— START Exercise inputs —

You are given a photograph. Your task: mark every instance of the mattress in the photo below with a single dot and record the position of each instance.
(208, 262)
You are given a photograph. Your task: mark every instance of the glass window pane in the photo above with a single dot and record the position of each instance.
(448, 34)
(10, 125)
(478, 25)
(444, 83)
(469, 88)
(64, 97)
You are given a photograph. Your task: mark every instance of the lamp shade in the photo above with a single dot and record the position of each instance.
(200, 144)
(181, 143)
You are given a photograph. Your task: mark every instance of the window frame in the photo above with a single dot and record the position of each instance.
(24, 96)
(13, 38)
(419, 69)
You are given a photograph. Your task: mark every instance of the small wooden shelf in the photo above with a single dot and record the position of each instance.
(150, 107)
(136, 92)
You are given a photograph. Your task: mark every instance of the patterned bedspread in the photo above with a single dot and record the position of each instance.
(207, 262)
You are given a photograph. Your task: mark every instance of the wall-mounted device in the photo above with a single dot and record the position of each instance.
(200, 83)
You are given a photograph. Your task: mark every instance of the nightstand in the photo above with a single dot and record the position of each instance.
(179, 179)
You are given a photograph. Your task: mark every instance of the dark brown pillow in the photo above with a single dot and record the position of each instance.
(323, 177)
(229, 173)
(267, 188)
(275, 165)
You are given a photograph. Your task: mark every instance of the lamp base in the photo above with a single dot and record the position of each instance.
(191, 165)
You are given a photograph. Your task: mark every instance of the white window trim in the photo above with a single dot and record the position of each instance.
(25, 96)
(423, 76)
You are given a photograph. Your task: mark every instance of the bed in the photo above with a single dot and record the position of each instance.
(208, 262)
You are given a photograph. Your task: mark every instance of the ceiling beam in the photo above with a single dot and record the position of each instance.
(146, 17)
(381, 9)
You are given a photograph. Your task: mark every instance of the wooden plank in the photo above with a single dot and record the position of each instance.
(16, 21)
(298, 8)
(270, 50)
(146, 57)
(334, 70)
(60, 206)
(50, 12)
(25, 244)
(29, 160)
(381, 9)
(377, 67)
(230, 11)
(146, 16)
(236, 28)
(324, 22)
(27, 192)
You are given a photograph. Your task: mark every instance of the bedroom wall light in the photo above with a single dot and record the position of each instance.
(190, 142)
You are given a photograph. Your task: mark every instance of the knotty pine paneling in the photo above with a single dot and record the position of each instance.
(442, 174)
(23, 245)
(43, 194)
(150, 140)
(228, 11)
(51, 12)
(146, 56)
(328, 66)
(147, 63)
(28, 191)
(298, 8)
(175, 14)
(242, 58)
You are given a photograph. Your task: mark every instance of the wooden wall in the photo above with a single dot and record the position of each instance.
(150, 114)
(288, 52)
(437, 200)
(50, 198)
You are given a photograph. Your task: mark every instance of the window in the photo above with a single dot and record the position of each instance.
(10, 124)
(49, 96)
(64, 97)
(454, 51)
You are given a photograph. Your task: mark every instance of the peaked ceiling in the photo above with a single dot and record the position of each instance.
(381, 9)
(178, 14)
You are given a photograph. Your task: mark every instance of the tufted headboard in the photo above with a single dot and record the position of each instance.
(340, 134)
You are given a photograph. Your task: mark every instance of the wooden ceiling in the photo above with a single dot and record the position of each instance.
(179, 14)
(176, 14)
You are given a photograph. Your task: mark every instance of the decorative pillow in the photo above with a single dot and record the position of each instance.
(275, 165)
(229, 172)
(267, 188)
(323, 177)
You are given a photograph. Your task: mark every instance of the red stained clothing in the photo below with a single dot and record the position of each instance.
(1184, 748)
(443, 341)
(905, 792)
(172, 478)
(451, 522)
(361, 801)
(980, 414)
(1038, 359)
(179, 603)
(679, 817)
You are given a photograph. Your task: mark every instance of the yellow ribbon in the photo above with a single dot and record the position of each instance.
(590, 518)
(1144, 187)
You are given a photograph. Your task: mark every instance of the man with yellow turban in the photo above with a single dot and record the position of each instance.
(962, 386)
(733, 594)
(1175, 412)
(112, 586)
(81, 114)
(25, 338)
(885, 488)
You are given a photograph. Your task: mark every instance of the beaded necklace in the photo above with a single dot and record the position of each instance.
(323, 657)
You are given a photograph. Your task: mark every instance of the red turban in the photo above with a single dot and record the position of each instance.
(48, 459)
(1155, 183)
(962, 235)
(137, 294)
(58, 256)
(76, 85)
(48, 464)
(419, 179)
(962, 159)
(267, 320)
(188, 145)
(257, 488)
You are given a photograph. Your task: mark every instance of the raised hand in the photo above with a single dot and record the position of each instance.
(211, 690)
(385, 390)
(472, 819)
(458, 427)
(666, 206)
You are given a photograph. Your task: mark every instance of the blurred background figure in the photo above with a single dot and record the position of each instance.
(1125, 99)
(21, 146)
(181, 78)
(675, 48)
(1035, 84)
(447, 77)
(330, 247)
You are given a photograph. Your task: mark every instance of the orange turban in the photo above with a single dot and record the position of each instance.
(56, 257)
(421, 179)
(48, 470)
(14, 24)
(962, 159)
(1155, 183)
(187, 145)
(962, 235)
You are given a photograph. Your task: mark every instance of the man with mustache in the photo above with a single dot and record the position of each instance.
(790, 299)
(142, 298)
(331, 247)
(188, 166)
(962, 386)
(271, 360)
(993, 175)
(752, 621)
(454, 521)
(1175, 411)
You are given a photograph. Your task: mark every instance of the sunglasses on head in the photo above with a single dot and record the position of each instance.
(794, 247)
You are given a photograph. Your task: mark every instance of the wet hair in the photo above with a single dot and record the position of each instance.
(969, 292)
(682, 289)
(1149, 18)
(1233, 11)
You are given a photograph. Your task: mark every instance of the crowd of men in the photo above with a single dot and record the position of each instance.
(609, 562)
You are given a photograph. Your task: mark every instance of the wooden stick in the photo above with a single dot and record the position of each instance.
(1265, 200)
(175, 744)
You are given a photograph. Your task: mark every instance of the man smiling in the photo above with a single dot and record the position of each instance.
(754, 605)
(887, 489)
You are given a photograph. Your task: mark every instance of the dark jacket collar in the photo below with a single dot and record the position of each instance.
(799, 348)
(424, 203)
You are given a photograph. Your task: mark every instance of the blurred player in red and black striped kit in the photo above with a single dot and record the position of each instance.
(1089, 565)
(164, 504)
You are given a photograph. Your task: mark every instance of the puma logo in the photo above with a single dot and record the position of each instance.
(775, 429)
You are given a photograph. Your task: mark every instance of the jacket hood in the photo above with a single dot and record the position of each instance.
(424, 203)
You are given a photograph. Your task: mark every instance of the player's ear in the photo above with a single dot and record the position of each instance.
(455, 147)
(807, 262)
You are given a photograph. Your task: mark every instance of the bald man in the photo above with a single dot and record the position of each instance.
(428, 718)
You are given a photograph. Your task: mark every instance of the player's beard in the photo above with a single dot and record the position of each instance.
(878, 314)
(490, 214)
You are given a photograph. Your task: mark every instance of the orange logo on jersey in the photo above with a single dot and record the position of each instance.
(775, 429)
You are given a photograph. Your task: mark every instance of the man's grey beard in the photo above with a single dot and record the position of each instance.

— END Exercise inputs —

# [Goal of the exercise]
Repeat each of the entries above precisely as given.

# [The answer]
You are given a photograph. Your task: mark every instance of the mattress in the photo below with a single dot and record the position of each instance.
(208, 262)
You are given a photograph. Your task: mark every instance of the glass window pane in the photo above with a single dot and record the position of each instance.
(448, 34)
(10, 125)
(478, 25)
(444, 83)
(469, 88)
(64, 97)
You are given a photograph. Your task: mark every instance of the lamp shade in the photo above with a single dot and record the position of each instance.
(200, 144)
(181, 143)
You are given a photograph. Your task: mark every instance of the window frame in the photo above with a single dot and record the position of each instance.
(24, 96)
(13, 38)
(419, 69)
You are given a photograph. Your task: mark every instance of the small wooden shelf in the photo above with a single dot and record the position of each instance.
(150, 107)
(136, 92)
You are given a photograph. Your task: mark every instance of the patterned bedspread in the photo above with a single dot and record the position of each instance.
(207, 262)
You are given a photograph. Your task: mark every instance of the wall-mounted device in the photo above with a single dot and record the position of each instance.
(200, 83)
You are given a photograph. Your task: mark every instance of the nightstand in the photo above with a single dot and record the position of each instance.
(179, 179)
You are given a photograph. Your task: mark every instance of the dark brown pillow in the photo above with a single dot and record the position of each instance.
(323, 177)
(229, 173)
(267, 188)
(275, 165)
You are given a photograph. Your task: mark every instance of the lamp base in the photo above with a single dot and record the position of each instance.
(191, 165)
You are given a photograph. Your task: mark every instance of the white window trim in the photo above with a single dot and record the position of each instance.
(25, 96)
(423, 76)
You are given a photograph. Your task: mark every instance of the bed in the photo above with a single dot and record the position of each instance.
(208, 262)
You are given a photograph. Your task: mark every instance of the ceiling beam in the photo above with a single dot and record the position of each instance.
(146, 17)
(381, 9)
You are given a photograph. Your task: mark every instance of the wooden plank in the photo above with a single dot and record the position of each instance.
(16, 21)
(298, 8)
(270, 50)
(146, 57)
(334, 70)
(60, 206)
(50, 12)
(25, 244)
(29, 160)
(381, 9)
(377, 67)
(230, 11)
(146, 16)
(236, 28)
(324, 22)
(27, 192)
You are given a photograph. Your task: mark every instance of the bedroom wall light in the photo above with a single dot and record the position of each instance.
(190, 142)
You are given a photograph. Your task: mark every instance of the knotty pine paneling in the photo above with a single dot and record the position of each instance.
(442, 174)
(23, 245)
(43, 194)
(150, 140)
(228, 11)
(51, 12)
(146, 56)
(328, 66)
(147, 63)
(28, 191)
(298, 8)
(175, 14)
(242, 58)
You are given a photograph. Your task: mark every instance of the wooden wall in the photo above with a single dot and record the position of each instance.
(150, 114)
(288, 52)
(437, 200)
(50, 198)
You are given a photograph. Your task: mark every instance of the window in the photo above with a single dot and record the position of each instance.
(10, 124)
(49, 96)
(64, 97)
(454, 51)
You are given a photograph. Your task: mark every instance of the peaked ceiling in the photo above with a single dot and record the position of each instance.
(381, 9)
(178, 14)
You are given a photograph. Your task: mark every instance of the tufted headboard in the photo above with a single dot and record the position of each instance.
(340, 134)
You are given a photograph. Your task: mark every instance of the wooden ceiling in the photo above with a single dot and record the position of each instance.
(179, 14)
(176, 14)
You are given a photograph. Your task: mark every instance of the decorative pillow in the photo above with a single dot and record the position of each instance.
(275, 165)
(229, 172)
(267, 188)
(323, 177)
You are given a photograph. Your task: mark every instance of the red stained clothing in the photo below with a single dot and record the position of each instance.
(1184, 748)
(443, 341)
(905, 792)
(172, 478)
(451, 522)
(361, 801)
(980, 414)
(1038, 359)
(179, 603)
(679, 817)
You are given a photograph. Your task: mark every instance of the yellow ribbon in the photo above with a single dot and record the position of each instance.
(590, 518)
(1144, 187)
You are given a photograph. Your task: mark every instance of the man with yellow turban in the photo above with a single dot and record the position of each instance.
(962, 386)
(733, 594)
(1175, 412)
(112, 586)
(81, 114)
(25, 338)
(885, 488)
You are given a photograph. Your task: mark every instance of the beaded necklace in the photo above with a single dot and record the position of each instance.
(323, 657)
You are given a photograph. Your task: mark every instance of the red turban in the photo above with a single dot and record the position of each instance.
(48, 459)
(1155, 183)
(962, 235)
(137, 294)
(58, 256)
(76, 85)
(48, 464)
(419, 179)
(962, 159)
(267, 320)
(188, 145)
(257, 488)
You are given a photograph. Your task: mark every instance of the raised hand in the photo above with a single dot and record the position of each instance.
(211, 690)
(385, 390)
(472, 819)
(458, 427)
(666, 206)
You are given a photograph. Your task: mark every instance of the blurred background figure in the photo above with a single dot and record the position of each instance.
(1125, 99)
(21, 146)
(181, 78)
(675, 48)
(1035, 84)
(447, 77)
(330, 247)
You are given a photograph. Your task: mark every instance of the orange turban in the photo above with a single dot and record the position of each instance.
(56, 257)
(421, 179)
(48, 470)
(14, 24)
(962, 159)
(1155, 183)
(187, 145)
(962, 235)
You are given a photograph. Your task: mark every instance of the man with mustache in the photo above with a single dot and record the position of each instance.
(790, 299)
(142, 298)
(331, 247)
(188, 166)
(962, 386)
(271, 360)
(993, 175)
(752, 621)
(454, 521)
(1175, 411)
You are given a photograph. Your task: mark every instance of the sunglasses on head in the photo above with a single dot and record the position of each instance.
(794, 247)
You are given a photograph. Your task: mark every instance of the wet hair in the photo above with a single dot and record the position of each instance.
(969, 292)
(682, 289)
(1149, 18)
(1233, 11)
You are given a photograph. Your task: mark every instance of the crowd of men in the photo above with a single dot and record the position of each instance.
(609, 562)
You are given a photograph. Your task: mark every instance of the wooden stick in the photo above with a single dot and record the position of each instance.
(1265, 200)
(175, 744)
You are given a photograph. Your task: mark every instance of the man smiling in the photo above with a single dot and record the position of each instance.
(754, 605)
(887, 489)
You are given a photograph. Your task: mark every instance of the dark jacket collar in the photo below with a single dot and record the position of each instance.
(799, 348)
(424, 203)
You are given a photograph. Your task: mark every instance of the blurred player in red and black striped kit in the photo above with a single dot and record the position of each instance.
(1089, 565)
(164, 504)
You are given a photograph. Your task: mark every instance of the puma logo in the photo above with a single dot and record the position of each instance.
(775, 429)
You are given a photograph. Your task: mark every instance of the jacket hood in the photo above with a single dot and record the position of each instance.
(424, 203)
You are given a photograph. Your task: mark every instance of the player's ear in the photo above with a single dot and record the position of each instance.
(455, 147)
(807, 262)
You are given a photograph. Your task: mark every instance of the bald man in the photo above with a single dot and record the position of each instance.
(428, 718)
You are given a photograph. Your task: mark every instance of the player's beard in the photo above with a single dot and record the position of each instance.
(878, 314)
(490, 214)
You are given a photograph. Your task: mark every instance of the orange logo on jersey in the photo above with a single dot and record the position of each instance.
(775, 429)
You are given a photograph. Your task: mark every instance of the man's grey beard in the photo above with a single dot and record the position of each instance.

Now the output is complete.